_Exercise_:
Check each line of the entries for "cooktop" and report the ones that have it.

[Records from a data collection]
━━━━

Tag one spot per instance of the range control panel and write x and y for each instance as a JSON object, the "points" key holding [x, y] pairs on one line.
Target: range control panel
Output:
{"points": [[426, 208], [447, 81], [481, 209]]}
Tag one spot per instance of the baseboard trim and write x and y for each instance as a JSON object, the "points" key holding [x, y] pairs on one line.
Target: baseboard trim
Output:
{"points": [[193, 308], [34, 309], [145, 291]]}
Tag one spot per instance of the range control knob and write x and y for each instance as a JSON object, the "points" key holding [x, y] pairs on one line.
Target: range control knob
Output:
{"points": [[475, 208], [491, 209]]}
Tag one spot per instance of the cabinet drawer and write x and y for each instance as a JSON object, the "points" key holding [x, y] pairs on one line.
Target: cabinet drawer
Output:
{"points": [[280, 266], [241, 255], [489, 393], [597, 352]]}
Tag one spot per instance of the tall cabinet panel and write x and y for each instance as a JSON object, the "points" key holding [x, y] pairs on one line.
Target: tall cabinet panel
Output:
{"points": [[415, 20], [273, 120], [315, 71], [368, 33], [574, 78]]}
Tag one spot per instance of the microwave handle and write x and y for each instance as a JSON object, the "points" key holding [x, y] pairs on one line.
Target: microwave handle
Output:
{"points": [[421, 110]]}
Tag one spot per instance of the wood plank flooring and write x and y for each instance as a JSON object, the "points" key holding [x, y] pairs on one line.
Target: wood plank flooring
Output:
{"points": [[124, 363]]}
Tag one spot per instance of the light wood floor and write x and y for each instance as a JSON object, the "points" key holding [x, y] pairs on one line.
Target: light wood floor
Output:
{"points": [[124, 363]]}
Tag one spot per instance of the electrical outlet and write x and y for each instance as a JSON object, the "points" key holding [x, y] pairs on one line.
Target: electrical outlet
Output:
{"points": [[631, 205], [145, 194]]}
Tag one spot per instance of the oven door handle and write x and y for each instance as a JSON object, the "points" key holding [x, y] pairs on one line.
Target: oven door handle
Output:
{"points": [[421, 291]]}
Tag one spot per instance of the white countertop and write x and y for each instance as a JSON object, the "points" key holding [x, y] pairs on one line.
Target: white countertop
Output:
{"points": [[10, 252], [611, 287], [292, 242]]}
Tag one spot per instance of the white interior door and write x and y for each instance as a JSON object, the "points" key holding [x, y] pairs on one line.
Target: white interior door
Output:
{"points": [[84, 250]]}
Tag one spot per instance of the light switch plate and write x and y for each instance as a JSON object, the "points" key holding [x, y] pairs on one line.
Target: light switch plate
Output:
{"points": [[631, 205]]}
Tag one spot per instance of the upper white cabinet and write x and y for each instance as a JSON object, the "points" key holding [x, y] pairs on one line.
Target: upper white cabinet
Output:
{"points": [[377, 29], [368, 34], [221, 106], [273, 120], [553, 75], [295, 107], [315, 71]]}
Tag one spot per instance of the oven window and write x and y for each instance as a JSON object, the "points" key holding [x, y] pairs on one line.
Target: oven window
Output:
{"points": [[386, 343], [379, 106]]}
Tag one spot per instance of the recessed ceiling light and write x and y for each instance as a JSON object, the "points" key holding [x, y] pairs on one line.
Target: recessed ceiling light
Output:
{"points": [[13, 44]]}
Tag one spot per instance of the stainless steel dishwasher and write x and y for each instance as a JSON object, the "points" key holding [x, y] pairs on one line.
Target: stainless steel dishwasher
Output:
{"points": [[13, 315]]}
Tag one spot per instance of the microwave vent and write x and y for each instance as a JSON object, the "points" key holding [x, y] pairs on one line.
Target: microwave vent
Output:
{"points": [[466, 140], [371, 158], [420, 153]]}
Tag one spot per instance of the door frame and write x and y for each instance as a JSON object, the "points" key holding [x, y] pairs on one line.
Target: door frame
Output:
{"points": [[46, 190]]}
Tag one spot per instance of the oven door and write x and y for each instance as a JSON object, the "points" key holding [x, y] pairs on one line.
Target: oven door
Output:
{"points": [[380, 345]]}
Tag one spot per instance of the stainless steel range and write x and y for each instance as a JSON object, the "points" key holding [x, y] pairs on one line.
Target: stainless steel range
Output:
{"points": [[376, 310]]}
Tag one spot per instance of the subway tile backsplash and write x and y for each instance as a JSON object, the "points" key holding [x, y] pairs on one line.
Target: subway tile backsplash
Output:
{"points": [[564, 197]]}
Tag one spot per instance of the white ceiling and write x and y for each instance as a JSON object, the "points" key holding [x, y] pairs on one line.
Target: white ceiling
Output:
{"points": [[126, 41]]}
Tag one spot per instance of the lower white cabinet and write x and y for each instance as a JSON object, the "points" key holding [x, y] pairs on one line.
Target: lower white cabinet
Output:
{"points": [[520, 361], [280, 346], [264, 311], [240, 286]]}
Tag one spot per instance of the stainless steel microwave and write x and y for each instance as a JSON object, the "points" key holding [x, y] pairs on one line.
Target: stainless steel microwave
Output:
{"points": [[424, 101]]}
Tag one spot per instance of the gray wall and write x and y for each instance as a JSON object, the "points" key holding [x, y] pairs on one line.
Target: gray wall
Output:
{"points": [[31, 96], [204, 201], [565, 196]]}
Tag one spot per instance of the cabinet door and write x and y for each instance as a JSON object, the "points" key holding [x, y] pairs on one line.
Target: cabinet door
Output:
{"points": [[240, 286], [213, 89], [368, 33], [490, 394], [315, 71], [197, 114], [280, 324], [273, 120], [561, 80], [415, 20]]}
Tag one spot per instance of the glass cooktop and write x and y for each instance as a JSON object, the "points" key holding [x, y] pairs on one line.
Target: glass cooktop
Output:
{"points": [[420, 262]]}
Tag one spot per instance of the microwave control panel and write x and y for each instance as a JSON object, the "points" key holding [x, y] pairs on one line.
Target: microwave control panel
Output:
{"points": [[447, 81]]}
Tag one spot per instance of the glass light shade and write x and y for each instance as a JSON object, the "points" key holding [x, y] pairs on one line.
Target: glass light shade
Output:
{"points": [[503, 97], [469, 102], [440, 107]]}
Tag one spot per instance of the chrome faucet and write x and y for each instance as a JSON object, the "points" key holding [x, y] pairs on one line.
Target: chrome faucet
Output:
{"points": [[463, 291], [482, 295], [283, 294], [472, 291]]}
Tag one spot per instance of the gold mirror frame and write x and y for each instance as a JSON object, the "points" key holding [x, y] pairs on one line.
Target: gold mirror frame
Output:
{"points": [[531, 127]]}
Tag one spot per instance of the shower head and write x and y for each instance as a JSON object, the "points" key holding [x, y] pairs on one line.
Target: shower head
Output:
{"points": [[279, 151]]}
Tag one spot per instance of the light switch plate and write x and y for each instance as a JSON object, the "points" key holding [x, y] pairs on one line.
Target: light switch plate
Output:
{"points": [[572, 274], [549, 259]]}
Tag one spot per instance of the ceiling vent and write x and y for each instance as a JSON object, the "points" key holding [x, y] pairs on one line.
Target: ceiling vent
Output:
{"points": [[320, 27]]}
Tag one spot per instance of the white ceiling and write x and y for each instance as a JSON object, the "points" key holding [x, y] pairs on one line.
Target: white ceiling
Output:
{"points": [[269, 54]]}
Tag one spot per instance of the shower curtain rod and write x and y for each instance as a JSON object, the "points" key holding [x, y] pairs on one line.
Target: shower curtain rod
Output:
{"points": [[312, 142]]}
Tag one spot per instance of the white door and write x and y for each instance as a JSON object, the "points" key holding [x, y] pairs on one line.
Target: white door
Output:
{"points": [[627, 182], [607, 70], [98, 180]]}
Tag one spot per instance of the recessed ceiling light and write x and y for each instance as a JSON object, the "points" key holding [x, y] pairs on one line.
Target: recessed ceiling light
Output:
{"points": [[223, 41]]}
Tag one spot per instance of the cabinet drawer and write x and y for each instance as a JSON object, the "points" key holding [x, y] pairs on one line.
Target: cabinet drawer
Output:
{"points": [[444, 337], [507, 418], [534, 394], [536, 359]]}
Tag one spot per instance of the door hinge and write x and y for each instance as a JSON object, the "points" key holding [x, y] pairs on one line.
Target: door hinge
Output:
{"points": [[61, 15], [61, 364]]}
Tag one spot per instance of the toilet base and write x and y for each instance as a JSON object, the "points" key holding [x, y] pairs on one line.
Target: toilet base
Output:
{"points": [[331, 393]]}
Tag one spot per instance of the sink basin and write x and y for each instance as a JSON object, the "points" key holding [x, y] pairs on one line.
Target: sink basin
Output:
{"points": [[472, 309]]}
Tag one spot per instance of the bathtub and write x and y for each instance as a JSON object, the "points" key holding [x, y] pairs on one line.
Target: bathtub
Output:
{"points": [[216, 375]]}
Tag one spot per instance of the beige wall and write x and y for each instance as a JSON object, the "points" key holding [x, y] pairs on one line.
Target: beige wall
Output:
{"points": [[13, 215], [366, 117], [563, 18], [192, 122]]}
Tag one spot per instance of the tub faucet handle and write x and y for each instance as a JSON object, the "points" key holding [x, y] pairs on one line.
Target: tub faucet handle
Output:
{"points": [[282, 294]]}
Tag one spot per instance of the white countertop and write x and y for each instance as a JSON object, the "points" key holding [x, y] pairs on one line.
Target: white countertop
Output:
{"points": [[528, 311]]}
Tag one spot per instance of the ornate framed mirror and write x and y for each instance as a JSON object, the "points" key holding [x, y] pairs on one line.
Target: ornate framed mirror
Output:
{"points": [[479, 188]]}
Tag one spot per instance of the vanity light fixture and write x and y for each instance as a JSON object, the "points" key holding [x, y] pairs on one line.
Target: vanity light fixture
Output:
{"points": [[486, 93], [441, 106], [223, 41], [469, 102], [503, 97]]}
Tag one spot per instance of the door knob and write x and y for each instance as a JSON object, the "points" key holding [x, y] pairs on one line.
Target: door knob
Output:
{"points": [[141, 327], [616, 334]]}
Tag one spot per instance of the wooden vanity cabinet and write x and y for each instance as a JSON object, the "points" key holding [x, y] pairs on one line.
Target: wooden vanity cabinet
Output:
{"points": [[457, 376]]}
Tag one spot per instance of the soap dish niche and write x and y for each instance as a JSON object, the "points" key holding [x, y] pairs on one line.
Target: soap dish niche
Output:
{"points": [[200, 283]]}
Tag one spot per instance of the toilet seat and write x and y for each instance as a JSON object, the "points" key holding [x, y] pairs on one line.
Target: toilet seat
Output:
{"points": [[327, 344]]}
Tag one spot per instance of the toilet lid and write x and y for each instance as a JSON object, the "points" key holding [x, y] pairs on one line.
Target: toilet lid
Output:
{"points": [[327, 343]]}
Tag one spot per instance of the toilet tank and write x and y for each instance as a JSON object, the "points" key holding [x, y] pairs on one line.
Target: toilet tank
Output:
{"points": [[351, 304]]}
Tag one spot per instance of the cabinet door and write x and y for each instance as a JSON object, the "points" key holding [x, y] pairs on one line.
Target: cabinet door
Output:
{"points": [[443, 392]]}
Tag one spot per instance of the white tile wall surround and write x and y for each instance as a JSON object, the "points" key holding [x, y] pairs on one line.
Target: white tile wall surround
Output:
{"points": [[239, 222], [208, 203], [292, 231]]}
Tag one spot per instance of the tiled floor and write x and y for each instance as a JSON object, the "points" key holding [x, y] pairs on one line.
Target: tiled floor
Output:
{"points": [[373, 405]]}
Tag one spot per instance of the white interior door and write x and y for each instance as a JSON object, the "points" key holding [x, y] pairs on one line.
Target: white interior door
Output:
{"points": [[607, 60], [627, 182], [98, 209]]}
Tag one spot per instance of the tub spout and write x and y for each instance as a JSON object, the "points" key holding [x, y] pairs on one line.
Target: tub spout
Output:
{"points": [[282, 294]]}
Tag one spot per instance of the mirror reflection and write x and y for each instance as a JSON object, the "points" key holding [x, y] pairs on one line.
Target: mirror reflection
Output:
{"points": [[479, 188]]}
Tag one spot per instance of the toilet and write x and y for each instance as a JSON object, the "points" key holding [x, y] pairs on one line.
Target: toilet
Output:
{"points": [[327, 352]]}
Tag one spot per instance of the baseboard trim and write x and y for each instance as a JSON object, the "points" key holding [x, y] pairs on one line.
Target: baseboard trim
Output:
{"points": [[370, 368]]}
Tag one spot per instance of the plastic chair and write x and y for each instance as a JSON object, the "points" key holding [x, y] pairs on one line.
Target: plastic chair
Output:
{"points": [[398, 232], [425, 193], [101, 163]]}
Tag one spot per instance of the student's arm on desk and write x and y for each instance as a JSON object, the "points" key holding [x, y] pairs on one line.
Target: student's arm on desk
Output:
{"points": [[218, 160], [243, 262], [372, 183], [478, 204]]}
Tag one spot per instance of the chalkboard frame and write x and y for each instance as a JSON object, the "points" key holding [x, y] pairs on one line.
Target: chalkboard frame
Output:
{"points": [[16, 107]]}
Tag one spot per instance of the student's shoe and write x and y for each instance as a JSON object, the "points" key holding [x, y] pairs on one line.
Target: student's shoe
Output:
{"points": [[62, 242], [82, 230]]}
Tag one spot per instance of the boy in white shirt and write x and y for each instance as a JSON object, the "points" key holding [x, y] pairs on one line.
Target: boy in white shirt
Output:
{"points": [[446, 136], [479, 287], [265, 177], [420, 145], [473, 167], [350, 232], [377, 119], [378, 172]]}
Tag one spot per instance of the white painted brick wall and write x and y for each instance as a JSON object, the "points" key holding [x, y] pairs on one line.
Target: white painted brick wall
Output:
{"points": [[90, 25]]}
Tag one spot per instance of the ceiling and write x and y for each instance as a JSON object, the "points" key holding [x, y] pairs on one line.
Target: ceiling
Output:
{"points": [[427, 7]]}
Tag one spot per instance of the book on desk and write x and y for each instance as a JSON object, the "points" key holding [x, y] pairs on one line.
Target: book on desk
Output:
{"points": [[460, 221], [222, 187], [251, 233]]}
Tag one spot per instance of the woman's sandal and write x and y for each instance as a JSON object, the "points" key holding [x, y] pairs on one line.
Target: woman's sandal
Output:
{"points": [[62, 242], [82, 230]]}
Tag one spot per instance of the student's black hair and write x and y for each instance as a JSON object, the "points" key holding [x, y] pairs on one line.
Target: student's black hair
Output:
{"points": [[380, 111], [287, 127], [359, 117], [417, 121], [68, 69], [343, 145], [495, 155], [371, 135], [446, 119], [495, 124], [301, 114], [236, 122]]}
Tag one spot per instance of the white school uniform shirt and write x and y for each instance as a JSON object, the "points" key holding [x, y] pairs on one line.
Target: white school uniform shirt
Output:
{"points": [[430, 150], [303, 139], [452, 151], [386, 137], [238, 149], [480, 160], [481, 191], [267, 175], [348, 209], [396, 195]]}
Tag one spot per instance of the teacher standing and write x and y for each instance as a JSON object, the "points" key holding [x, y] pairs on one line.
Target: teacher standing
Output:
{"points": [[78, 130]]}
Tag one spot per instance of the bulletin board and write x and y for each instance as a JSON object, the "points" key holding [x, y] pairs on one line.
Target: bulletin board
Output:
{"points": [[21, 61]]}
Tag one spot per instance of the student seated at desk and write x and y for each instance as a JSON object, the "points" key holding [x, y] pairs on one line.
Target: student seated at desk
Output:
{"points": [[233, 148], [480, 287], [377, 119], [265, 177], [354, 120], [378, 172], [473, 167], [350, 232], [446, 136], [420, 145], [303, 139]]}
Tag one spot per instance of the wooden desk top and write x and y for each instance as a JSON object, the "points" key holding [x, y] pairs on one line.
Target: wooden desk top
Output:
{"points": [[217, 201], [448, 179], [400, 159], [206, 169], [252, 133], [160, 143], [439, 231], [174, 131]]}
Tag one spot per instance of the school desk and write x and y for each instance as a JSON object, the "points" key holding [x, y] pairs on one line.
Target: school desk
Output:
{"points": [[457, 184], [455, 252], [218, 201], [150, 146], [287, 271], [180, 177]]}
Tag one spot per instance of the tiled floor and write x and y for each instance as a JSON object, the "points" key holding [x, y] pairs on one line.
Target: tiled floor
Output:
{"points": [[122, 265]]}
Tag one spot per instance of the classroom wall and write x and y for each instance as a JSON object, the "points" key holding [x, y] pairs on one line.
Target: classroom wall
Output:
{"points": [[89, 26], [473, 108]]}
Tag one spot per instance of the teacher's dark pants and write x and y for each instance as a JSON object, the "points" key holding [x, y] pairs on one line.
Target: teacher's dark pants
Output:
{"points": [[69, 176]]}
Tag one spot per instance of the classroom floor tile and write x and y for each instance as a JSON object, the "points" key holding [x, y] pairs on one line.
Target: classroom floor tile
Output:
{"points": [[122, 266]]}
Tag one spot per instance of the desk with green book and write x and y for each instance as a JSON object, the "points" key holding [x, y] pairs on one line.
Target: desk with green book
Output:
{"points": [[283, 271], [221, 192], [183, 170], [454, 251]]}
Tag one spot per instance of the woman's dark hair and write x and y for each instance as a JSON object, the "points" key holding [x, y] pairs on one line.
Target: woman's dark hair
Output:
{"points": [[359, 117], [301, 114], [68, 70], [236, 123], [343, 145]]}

━━━━

_Solution to the exercise_:
Tag one spot per instance of the glass cooktop and write x and y for each instance as a JSON object, the "points" key holding [x, y] pairs on one line.
Target: glass cooktop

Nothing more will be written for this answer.